TEXTE:
----------------------------------------

”La bienheureuse Eupraxie était parente de l’empereur Théodose le Grand (379-395). Lorsque son père, le sénateur Antigone, mourut prématurément, sa mère confia l’enfant, alors âgée de six ans, à la protection de l’empereur qui la fiança aussitôt au fils d’un des sénateurs les plus éminents, reportant les noces au temps convenable. Mais la sainte, désireuse de préserver sa virginité pour la consacrer au Christ, s’enfuit immédiatement en Égypte avec sa mère qui voulait échapper à un remariage. Répandant aumônes et bienfaits de toutes sortes sur leur passage, elles rendirent visite aux saints ascètes et parvinrent en Thébaïde, dans un monastère où plus de cent trente moniales menaient la vie angélique. Admirant leur mode de vie, les deux nobles femmes renouvelèrent leur visite, jusqu’au jour où la jeune Eupraxie, désirant imiter leurs vertus, déclara à sa mère qu’elle voulait rester au monastère. Rien ne put la convaincre de renoncer à ce projet, malgré les avertissements de l’higoumène, Théodulie, qui évoquait la rigueur de leur vie, l’absence de tout confort, leur nourriture faite de légumes trempés et leur couché sur la dure. Constatant que sa décision était irrévocable, sa mère adressa une prière au Christ, pour lui offrir l’enfant, telle une fiancée, et après l’avoir remise à l’higoumène en émouvant toutes les sœurs par ses larmes, elle quitta l’Égypte pour parcourir l’Orient afin d’y distribuer ses biens. Après quelque temps, elle tomba malade et eut juste le temps de regagner le monastère de Thébaïde, où ayant délivré à sa fille ses dernières recommandations, elle s’endormit en paix.

----------------------------------------

EXTRAIT DE DONNÉES:

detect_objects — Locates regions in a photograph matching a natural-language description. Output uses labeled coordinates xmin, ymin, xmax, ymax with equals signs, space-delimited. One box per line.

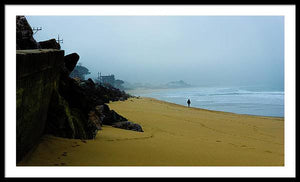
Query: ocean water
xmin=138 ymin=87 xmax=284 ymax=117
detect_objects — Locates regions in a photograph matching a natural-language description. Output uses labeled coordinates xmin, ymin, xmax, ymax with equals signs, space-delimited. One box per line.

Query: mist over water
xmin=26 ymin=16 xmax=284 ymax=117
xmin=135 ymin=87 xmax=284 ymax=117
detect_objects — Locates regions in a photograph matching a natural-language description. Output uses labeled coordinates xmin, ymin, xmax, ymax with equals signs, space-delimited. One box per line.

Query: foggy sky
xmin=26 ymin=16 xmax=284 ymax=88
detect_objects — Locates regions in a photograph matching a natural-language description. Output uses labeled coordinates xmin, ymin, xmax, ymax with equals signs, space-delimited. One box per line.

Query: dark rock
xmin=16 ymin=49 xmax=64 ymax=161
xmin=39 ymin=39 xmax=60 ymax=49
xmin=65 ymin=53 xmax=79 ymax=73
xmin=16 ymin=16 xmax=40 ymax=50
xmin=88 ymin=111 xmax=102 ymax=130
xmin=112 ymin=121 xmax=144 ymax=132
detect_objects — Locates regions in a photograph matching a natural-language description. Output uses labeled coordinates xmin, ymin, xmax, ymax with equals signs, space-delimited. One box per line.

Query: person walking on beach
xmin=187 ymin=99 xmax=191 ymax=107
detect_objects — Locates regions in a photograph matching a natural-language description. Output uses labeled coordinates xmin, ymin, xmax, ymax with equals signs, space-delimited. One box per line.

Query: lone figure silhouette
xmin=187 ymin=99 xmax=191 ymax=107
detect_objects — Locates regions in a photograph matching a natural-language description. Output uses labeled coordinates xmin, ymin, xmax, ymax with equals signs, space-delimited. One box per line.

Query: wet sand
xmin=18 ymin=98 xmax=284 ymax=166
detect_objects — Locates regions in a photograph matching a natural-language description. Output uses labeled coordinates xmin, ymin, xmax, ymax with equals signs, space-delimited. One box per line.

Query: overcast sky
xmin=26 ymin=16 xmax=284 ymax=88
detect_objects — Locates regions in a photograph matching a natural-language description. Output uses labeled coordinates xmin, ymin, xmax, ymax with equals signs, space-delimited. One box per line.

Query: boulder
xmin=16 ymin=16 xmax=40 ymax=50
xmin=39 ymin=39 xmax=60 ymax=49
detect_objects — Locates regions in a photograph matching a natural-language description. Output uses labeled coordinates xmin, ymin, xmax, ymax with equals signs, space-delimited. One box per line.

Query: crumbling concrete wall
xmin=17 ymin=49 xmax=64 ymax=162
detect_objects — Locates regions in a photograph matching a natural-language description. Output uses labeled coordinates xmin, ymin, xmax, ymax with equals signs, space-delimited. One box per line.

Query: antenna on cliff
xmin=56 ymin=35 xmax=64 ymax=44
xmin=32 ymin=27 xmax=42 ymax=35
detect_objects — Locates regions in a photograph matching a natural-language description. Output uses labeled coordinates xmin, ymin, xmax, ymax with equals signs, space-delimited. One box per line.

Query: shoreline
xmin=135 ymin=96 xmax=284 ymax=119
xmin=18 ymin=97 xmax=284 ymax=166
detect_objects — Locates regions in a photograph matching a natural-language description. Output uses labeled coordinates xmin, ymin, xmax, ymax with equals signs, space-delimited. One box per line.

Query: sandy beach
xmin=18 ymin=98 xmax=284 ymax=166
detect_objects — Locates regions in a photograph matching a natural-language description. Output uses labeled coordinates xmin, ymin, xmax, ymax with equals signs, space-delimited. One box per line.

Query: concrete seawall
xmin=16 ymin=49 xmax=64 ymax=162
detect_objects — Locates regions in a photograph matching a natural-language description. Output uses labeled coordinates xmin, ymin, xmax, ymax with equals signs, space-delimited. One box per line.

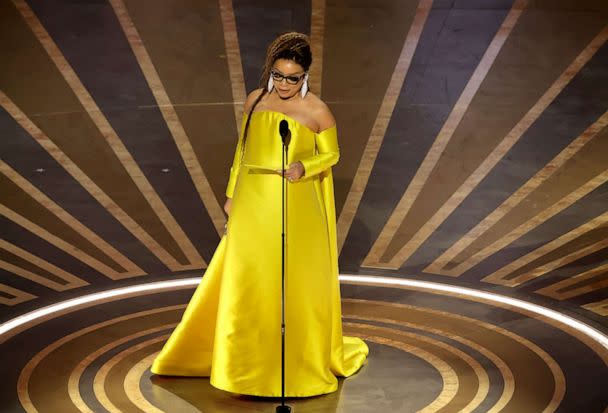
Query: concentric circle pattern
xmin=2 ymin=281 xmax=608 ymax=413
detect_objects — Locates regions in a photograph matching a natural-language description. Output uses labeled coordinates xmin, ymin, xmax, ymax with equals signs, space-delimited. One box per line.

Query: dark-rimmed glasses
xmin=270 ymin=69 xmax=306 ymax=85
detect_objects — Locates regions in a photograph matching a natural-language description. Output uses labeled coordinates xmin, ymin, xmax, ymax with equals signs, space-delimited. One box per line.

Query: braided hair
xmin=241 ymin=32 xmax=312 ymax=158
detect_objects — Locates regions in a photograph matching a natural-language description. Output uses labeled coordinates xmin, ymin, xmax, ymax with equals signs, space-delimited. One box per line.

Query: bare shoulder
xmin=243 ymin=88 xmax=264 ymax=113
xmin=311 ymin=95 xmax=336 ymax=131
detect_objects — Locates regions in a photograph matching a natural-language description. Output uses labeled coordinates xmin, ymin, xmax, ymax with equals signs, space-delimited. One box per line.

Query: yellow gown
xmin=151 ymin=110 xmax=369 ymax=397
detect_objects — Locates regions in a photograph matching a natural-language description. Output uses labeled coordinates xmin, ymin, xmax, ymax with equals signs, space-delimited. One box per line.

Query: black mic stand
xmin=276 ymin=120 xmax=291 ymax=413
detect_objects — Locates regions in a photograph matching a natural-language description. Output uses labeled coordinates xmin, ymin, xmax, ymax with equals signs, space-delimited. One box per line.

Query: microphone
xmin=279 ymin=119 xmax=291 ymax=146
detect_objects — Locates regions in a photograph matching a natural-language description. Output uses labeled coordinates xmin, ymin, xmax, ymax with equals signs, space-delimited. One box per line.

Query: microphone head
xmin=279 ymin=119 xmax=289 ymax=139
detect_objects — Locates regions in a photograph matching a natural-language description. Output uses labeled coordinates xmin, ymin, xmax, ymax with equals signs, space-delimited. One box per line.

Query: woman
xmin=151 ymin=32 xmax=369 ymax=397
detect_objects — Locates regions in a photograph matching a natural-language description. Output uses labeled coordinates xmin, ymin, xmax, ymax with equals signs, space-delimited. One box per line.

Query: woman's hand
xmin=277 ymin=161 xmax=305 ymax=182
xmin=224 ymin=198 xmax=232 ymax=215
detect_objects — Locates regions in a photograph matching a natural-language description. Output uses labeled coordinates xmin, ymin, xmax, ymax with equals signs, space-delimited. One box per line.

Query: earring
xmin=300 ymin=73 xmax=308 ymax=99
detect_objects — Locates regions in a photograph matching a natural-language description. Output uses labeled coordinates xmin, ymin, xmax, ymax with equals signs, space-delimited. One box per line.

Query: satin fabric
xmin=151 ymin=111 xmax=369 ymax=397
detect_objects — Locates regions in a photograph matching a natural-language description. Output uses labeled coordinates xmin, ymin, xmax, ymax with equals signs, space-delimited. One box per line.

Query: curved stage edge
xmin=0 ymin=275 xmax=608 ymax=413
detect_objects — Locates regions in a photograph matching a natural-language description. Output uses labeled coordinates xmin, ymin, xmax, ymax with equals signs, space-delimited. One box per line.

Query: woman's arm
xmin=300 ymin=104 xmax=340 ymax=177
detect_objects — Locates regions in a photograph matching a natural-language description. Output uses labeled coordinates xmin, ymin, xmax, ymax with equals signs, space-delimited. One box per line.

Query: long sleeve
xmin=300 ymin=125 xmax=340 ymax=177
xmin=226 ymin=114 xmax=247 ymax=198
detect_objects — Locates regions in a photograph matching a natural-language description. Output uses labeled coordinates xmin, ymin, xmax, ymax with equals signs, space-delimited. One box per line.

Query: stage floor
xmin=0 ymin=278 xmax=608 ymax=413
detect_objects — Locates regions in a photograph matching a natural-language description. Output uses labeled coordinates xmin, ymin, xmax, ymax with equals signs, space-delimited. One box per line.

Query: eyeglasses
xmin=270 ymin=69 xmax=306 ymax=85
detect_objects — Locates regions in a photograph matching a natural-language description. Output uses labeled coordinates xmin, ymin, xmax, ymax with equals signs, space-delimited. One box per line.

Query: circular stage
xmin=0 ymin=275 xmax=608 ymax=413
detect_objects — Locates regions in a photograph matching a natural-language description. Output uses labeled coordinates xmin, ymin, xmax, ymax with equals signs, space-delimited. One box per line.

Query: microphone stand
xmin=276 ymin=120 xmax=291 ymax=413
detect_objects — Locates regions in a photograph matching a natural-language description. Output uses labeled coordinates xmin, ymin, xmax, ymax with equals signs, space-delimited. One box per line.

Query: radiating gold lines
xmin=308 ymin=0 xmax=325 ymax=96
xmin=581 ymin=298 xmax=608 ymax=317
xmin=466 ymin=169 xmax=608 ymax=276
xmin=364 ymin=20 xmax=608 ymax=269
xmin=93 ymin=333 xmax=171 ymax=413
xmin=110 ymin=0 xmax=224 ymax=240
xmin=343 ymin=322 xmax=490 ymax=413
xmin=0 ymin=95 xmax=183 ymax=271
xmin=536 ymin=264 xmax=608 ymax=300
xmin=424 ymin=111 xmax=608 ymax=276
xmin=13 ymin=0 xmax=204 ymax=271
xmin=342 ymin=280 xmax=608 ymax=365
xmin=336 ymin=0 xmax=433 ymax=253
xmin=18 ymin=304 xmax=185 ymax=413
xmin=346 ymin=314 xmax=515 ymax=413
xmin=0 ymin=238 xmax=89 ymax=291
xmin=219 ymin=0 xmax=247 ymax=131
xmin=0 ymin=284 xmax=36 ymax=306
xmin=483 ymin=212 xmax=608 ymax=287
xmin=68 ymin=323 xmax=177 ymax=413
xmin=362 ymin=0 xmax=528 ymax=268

----------------------------------------

ÉNONCÉ RÉDIGÉ 1: Résumez en deux phrases le passage sur Eupraxie.
ÉNONCÉ RÉDIGÉ 2: D'après le passage sur Eupraxie, comment s'appelait l'higoumène du monastère de Thébaïde ?
ÉNONCÉ RÉDIGÉ 3: Rédigez la suite du passage sur Eupraxie à partir de sa dernière phrase.

RÉPONSE FINALE 1: Eupraxie, parente de l'empereur Théodose le Grand, fut fiancée à six ans après la mort de son père, mais s'enfuit en Égypte avec sa mère pour consacrer sa virginité au Christ. Dans un monastère de Thébaïde, elle choisit de rester malgré les avertissements de l'higoumène Théodulie, tandis que sa mère partit distribuer ses biens en Orient avant de revenir mourir en paix au monastère.

RÉPONSE FINALE 2: Théodulie.

RÉPONSE FINALE 3:
Eupraxie s’empressa de distribuer le reste de la fortune que lui avait léguée sa mère, aux pauvres, aux monastères et aux églises d’Égypte, afin de poursuivre sans soucis sa vie ascétique. L’empereur ayant été informé de la mort de sa mère, et comme le fiancé de la riche héritière voulait hâter les noces, on la convoqua à Constantinople pour la célébration du mariage. Mais la sainte, alors âgée de douze ans, fit répondre au souverain qu’elle était désormais fiancée au Christ, et qu’elle ne pouvait abandonner son Époux céleste et immortel pour se livrer à un homme sujet à la mort. Elle conclut sa missive en priant l’empereur de distribuer aux pauvres les biens de ses parents, qui se trouvaient dans la capitale. Dès lors elle put se consacrer de toute son énergie au jeûne, à la veille et à la prière, contemplant en esprit son Époux bien-aimé, et se tendant vers Lui de toutes ses forces. Elle se nourrissait de pain et d’eau, tous les quatre jours, mais ne s’en trouvait pas moins disposée à remplir toutes les tâches pour le service des sœurs. Se trouvant assaillie par des pensées impures, elle accrut son jeûne et son travail, garnit sa couche de cendre et de pierres tranchantes ; et comme les tentations ne cessaient pas, elle passa quarante-cinq jours et quarante-cinq nuits debout et à jeun, en plein air, les mains tendues vers Dieu, en le suppliant de venir à son aide.

Voyant qu’il ne pourrait la vaincre par le combat de la chair, le diable attenta à sa vie, et la fit tomber dans un puits. Mais par l’invocation du Nom du Seigneur, Eupraxie surnagea et, agrippant la corde à laquelle était accroché le seau, elle put être remontée par les sœurs. Une autre fois, il la blessa au talon en faisant glisser de ses mains une hache et la fit tomber sur un morceau de bois qui lui érafla le visage près de l’œil. Mais rien ne pouvait vaincre sa résolution de se tenir en toute circonstance en présence du Seigneur et au service de la communauté. Une des moniales, Germaine, nourrissait de l’envie à l’égard de la bienheureuse, et lui reprochait de se livrer à ces combats ascétiques au-dessus de la norme pour s’attirer l’estime des sœurs et s’assurer la succession de l’higoumène. Eupraxie, devinant le nouveau piège du Malin, se jeta aux pieds de Germaine en lui demandant pardon. Et l’envieuse ayant été punie d’excommunication, elle intercéda auprès de l’higoumène pour obtenir son pardon et sa réintégration dans l’assemblée liturgique.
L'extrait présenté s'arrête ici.